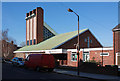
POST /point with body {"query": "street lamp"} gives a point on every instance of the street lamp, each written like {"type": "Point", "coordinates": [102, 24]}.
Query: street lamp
{"type": "Point", "coordinates": [78, 48]}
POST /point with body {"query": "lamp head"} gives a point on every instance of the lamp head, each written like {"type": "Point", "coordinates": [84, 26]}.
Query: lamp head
{"type": "Point", "coordinates": [69, 10]}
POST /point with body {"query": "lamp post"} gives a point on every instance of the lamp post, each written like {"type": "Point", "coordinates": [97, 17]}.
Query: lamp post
{"type": "Point", "coordinates": [78, 48]}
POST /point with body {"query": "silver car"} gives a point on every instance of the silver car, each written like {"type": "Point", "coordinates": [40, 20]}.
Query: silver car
{"type": "Point", "coordinates": [18, 61]}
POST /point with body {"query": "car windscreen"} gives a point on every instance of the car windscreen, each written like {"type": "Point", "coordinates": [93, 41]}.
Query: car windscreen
{"type": "Point", "coordinates": [20, 59]}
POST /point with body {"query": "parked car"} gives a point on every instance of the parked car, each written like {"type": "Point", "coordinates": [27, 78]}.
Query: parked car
{"type": "Point", "coordinates": [40, 61]}
{"type": "Point", "coordinates": [18, 61]}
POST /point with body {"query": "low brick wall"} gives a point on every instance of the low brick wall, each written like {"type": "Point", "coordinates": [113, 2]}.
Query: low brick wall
{"type": "Point", "coordinates": [93, 68]}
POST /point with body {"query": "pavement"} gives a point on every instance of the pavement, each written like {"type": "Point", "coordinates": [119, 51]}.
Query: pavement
{"type": "Point", "coordinates": [89, 75]}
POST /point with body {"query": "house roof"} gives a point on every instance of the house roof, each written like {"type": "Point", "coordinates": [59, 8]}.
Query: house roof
{"type": "Point", "coordinates": [53, 42]}
{"type": "Point", "coordinates": [49, 28]}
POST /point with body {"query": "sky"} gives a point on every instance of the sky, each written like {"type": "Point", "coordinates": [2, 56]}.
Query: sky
{"type": "Point", "coordinates": [99, 17]}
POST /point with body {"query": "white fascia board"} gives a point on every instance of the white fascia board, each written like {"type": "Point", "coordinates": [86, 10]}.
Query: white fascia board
{"type": "Point", "coordinates": [90, 49]}
{"type": "Point", "coordinates": [70, 39]}
{"type": "Point", "coordinates": [32, 15]}
{"type": "Point", "coordinates": [37, 51]}
{"type": "Point", "coordinates": [53, 51]}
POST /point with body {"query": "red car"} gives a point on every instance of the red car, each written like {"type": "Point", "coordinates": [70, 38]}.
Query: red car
{"type": "Point", "coordinates": [40, 61]}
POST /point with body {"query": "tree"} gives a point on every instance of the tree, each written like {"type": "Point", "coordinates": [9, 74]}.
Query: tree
{"type": "Point", "coordinates": [7, 45]}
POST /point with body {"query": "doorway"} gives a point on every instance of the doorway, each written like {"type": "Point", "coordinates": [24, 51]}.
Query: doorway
{"type": "Point", "coordinates": [86, 56]}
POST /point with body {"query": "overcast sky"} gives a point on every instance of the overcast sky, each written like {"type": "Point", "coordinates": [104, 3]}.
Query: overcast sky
{"type": "Point", "coordinates": [99, 17]}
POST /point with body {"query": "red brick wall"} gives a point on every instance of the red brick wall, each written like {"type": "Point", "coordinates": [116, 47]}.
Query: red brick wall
{"type": "Point", "coordinates": [69, 62]}
{"type": "Point", "coordinates": [116, 41]}
{"type": "Point", "coordinates": [70, 44]}
{"type": "Point", "coordinates": [7, 49]}
{"type": "Point", "coordinates": [107, 60]}
{"type": "Point", "coordinates": [39, 25]}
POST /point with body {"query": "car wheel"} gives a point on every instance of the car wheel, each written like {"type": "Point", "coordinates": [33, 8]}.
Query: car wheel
{"type": "Point", "coordinates": [38, 69]}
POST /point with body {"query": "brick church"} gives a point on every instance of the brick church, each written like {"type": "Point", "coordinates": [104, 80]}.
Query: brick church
{"type": "Point", "coordinates": [42, 39]}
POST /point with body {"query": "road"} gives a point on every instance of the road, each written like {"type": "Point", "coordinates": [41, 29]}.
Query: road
{"type": "Point", "coordinates": [10, 72]}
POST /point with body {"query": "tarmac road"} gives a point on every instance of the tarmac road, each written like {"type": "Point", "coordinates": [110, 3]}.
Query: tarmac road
{"type": "Point", "coordinates": [10, 72]}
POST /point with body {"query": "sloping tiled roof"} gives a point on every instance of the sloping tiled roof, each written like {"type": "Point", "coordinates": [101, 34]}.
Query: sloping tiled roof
{"type": "Point", "coordinates": [49, 28]}
{"type": "Point", "coordinates": [53, 42]}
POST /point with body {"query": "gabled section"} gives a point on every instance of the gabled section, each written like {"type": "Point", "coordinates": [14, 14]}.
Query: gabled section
{"type": "Point", "coordinates": [48, 32]}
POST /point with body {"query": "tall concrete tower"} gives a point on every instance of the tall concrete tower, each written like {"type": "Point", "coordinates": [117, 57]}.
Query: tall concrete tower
{"type": "Point", "coordinates": [36, 29]}
{"type": "Point", "coordinates": [116, 44]}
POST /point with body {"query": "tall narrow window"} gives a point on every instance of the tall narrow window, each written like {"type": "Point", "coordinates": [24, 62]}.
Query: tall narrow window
{"type": "Point", "coordinates": [74, 56]}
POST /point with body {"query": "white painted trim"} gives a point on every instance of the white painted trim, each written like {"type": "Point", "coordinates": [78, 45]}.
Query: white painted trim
{"type": "Point", "coordinates": [116, 58]}
{"type": "Point", "coordinates": [91, 49]}
{"type": "Point", "coordinates": [53, 51]}
{"type": "Point", "coordinates": [104, 55]}
{"type": "Point", "coordinates": [70, 38]}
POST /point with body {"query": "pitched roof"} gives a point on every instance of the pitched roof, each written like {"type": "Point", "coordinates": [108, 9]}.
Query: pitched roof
{"type": "Point", "coordinates": [53, 42]}
{"type": "Point", "coordinates": [49, 28]}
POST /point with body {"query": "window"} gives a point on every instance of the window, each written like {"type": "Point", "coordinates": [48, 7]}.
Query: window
{"type": "Point", "coordinates": [74, 56]}
{"type": "Point", "coordinates": [85, 40]}
{"type": "Point", "coordinates": [90, 41]}
{"type": "Point", "coordinates": [104, 54]}
{"type": "Point", "coordinates": [34, 41]}
{"type": "Point", "coordinates": [30, 42]}
{"type": "Point", "coordinates": [27, 42]}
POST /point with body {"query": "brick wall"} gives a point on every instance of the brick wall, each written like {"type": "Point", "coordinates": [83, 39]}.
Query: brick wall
{"type": "Point", "coordinates": [71, 43]}
{"type": "Point", "coordinates": [7, 49]}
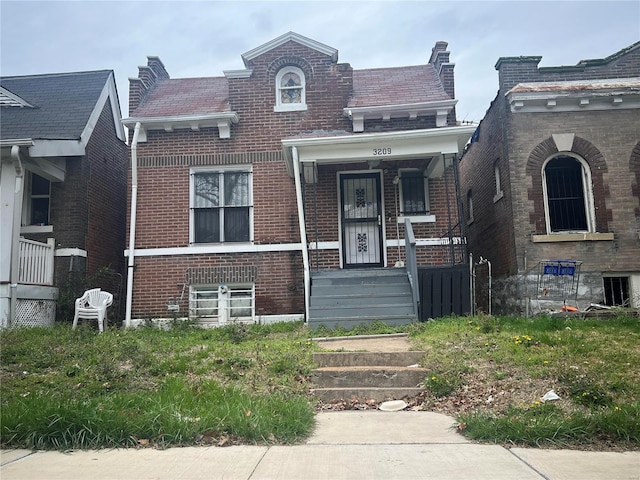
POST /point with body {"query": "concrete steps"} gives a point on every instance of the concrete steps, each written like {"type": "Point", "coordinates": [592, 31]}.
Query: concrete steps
{"type": "Point", "coordinates": [377, 376]}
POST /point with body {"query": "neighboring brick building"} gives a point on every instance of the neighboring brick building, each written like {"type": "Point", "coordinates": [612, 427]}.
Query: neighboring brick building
{"type": "Point", "coordinates": [63, 145]}
{"type": "Point", "coordinates": [228, 170]}
{"type": "Point", "coordinates": [553, 172]}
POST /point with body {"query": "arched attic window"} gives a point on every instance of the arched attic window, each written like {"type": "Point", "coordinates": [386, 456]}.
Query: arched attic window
{"type": "Point", "coordinates": [290, 90]}
{"type": "Point", "coordinates": [568, 197]}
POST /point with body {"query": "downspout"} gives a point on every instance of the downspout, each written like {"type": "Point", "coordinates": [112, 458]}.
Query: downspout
{"type": "Point", "coordinates": [15, 237]}
{"type": "Point", "coordinates": [132, 226]}
{"type": "Point", "coordinates": [303, 231]}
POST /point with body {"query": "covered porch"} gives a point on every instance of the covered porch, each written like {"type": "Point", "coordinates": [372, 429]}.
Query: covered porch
{"type": "Point", "coordinates": [27, 294]}
{"type": "Point", "coordinates": [362, 199]}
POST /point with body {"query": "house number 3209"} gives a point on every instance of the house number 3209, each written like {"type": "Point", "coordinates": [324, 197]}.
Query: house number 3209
{"type": "Point", "coordinates": [382, 151]}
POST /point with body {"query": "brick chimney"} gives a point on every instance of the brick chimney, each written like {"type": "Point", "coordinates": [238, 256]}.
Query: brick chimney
{"type": "Point", "coordinates": [444, 69]}
{"type": "Point", "coordinates": [147, 76]}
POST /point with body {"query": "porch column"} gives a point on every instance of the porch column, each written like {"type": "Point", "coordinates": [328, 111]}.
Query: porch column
{"type": "Point", "coordinates": [303, 231]}
{"type": "Point", "coordinates": [11, 187]}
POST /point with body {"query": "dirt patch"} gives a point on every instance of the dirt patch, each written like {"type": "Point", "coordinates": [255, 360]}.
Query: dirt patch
{"type": "Point", "coordinates": [377, 343]}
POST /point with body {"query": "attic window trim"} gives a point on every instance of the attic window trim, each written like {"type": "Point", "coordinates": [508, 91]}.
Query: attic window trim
{"type": "Point", "coordinates": [9, 99]}
{"type": "Point", "coordinates": [222, 121]}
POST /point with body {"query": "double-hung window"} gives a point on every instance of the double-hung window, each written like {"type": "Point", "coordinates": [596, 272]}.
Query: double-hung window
{"type": "Point", "coordinates": [221, 206]}
{"type": "Point", "coordinates": [413, 193]}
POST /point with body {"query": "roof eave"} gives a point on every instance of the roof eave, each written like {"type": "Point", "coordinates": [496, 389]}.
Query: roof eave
{"type": "Point", "coordinates": [290, 36]}
{"type": "Point", "coordinates": [439, 108]}
{"type": "Point", "coordinates": [221, 120]}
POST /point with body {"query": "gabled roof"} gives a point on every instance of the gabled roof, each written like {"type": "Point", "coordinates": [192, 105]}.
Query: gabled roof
{"type": "Point", "coordinates": [289, 37]}
{"type": "Point", "coordinates": [396, 86]}
{"type": "Point", "coordinates": [371, 88]}
{"type": "Point", "coordinates": [185, 96]}
{"type": "Point", "coordinates": [58, 106]}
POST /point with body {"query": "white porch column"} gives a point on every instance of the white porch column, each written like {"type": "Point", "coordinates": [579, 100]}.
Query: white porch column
{"type": "Point", "coordinates": [303, 232]}
{"type": "Point", "coordinates": [11, 187]}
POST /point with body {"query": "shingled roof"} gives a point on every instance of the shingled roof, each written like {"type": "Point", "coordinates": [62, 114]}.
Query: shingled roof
{"type": "Point", "coordinates": [185, 96]}
{"type": "Point", "coordinates": [396, 86]}
{"type": "Point", "coordinates": [61, 104]}
{"type": "Point", "coordinates": [371, 87]}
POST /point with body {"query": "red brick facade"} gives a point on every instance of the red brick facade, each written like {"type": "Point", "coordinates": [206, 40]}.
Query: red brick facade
{"type": "Point", "coordinates": [87, 210]}
{"type": "Point", "coordinates": [167, 156]}
{"type": "Point", "coordinates": [511, 231]}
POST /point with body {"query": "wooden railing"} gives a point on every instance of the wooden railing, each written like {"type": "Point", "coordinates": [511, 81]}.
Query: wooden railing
{"type": "Point", "coordinates": [412, 263]}
{"type": "Point", "coordinates": [36, 262]}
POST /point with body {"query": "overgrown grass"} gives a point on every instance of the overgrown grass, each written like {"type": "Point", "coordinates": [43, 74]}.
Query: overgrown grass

-=-=-

Objective: Repeat word for word every line from the one that holds "brick facade, each" to the end. Both ends count.

Answer to this problem:
POST /point with body {"query": "red brick facade"} gives a point on every instance of the red brick facade, each written like {"type": "Point", "coordinates": [206, 40]}.
Query: red brick facade
{"type": "Point", "coordinates": [87, 210]}
{"type": "Point", "coordinates": [167, 156]}
{"type": "Point", "coordinates": [511, 231]}
POST /point with body {"query": "wooden railing"} gives a point on every instance of the wooden railing, each written like {"type": "Point", "coordinates": [511, 81]}.
Query: wooden railing
{"type": "Point", "coordinates": [412, 263]}
{"type": "Point", "coordinates": [36, 262]}
POST /point with body {"query": "overgrown grass"} gives a point on every instance of the overgrown grass, each written like {"type": "Point", "coordinates": [43, 74]}.
Query: overgrown grass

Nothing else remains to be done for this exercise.